• **Deine Aufgabe**
Gib den Text über Günter Brus von „Lyrisch zum Beispiel“ bis „einer Geldbuße verdonnert.“ wörtlich wieder, beide Stellen eingeschlossen.

• **Text zur Analyse**
Radikale Körperkunst

Sein erstes künstlerisches Erfolgserlebnis war 1956 die Aufnahme an die Akademie der bildenden Künste in Wien: Seine eingereichten Zeichnungen waren so gut, dass er keine Prüfung mehr ablegen musste. Er malte radikal gestische, die Leinwand sprengende Bilder; leben konnte er damals von seiner expressiven Kunst nicht: “Nicht einmal geschenkt wollte man meine Bilder.”

Günter Brus: Zeichenkünstler. Humorberserker. Poet. Kalauer-Meister. Zartfühlender Bilddichter, dessen Wort- und Bildneuschöpfungen “die Muschel Schwermut in der Perle des Herzens” tragen, wie eine Zeichnung aus dem Jahr 1981 heißt. Und: Tabubrecher.

1964 führte er seine erste Aktion, Ana, durch. Gemeinsam mit Otto Muehl, Hermann Nitsch und Rudolf Schwarzkogler war Brus der Gottseibeiuns des damals muffigen, prüden Österreich; einer, der den traditionellen Kunstbegriff zertrümmern und das spießige Wiener Bürgertum aufmischen wollte mit verstörender, radikaler Körperkunst: “Sich nackt auszuziehen, war eine wahnsinnige Leistung, denn wir waren alle sehr schüchtern” , erinnern sich Günter und Anna Brus. “Aber wenn man so voller Tabus aufwächst, kann man sie ja nur der Reihe nach erledigen.” Brus erledigte seine voll Inbrunst und Wut, manchmal lyrisch, oft brachial, nie aber banal.

Lyrisch zum Beispiel der Wiener Spaziergang (1965): Völlig weiß bemalt und nur durch einen schwarzen Strich quasi zweigeteilt: So wollte er, einem lebenden Bild gleich, vom Heldenplatz zum Stephansplatz gehen, wurde allerdings nach wenigen Metern von einem Polizisten wegen Störung der öffentlichen Ordnung zu einer Geldbuße verdonnert.
Oder brachial 1968, als Brus in der als Uni-Ferkelei  berühmt gewordenen Aktion Kunst und Revolution im Hörsaal 1 der Wiener Universität auf den Tisch und auf die österreichische Fahne gekotzt und onaniert und den Darm entleert und dabei die Bundeshymne gesungen hatte. “Ich sage das immer wieder, da war von mir überhaupt keine Ästhetik geplant, nicht im mindesten. Ich wollte nur schocken. Ich wollte die maximale Schockwirkung” , sagt er heute.

Doch für die Aktionisten höchst erstaunlich war da zuerst einmal: nichts. Keine Reaktion. Brus traf seinen Freund Oswald Wiener im Kaffeehaus und stellte enttäuscht fest: “Wir haben versagt.” Doch zwei Tage später zeitigte der Schock umso heftigere Wirkung: “Wir waren völlig in den Krallen der Justiz und der Gesellschaft.”

• **Gegebene Informationen**

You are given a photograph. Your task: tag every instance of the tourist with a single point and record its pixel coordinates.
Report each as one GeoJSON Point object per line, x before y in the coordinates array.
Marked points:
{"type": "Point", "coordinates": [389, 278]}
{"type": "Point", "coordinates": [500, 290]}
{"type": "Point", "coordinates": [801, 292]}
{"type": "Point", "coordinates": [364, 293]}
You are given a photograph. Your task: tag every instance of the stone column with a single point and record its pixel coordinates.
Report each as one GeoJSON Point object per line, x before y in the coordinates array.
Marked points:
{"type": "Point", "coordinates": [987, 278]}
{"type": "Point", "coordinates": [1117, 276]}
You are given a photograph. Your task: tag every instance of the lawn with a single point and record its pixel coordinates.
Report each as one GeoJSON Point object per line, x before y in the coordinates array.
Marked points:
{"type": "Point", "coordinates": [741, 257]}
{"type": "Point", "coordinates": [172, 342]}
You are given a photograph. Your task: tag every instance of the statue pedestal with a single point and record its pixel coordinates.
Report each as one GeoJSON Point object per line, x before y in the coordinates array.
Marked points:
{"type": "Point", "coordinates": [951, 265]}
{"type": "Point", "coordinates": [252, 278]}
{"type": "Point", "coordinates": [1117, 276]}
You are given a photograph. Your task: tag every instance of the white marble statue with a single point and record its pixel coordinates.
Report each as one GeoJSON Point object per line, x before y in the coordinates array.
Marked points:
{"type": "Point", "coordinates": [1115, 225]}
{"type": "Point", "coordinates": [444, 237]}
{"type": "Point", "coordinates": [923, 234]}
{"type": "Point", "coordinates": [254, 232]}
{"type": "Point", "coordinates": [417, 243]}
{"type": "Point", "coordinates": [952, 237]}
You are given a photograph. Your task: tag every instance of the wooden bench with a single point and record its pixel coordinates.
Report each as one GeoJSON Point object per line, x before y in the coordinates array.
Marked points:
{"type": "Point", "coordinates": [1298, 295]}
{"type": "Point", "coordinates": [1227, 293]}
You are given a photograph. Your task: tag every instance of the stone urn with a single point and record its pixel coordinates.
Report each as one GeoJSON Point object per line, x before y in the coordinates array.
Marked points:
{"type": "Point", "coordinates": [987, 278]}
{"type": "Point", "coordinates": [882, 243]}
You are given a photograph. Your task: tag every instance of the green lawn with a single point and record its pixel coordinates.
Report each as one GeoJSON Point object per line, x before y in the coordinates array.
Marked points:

• **Antwort folgt**
Lyrisch zum Beispiel der Wiener Spaziergang (1965): Völlig weiß bemalt und nur durch einen schwarzen Strich quasi zweigeteilt: So wollte er, einem lebenden Bild gleich, vom Heldenplatz zum Stephansplatz gehen, wurde allerdings nach wenigen Metern von einem Polizisten wegen Störung der öffentlichen Ordnung zu einer Geldbuße verdonnert.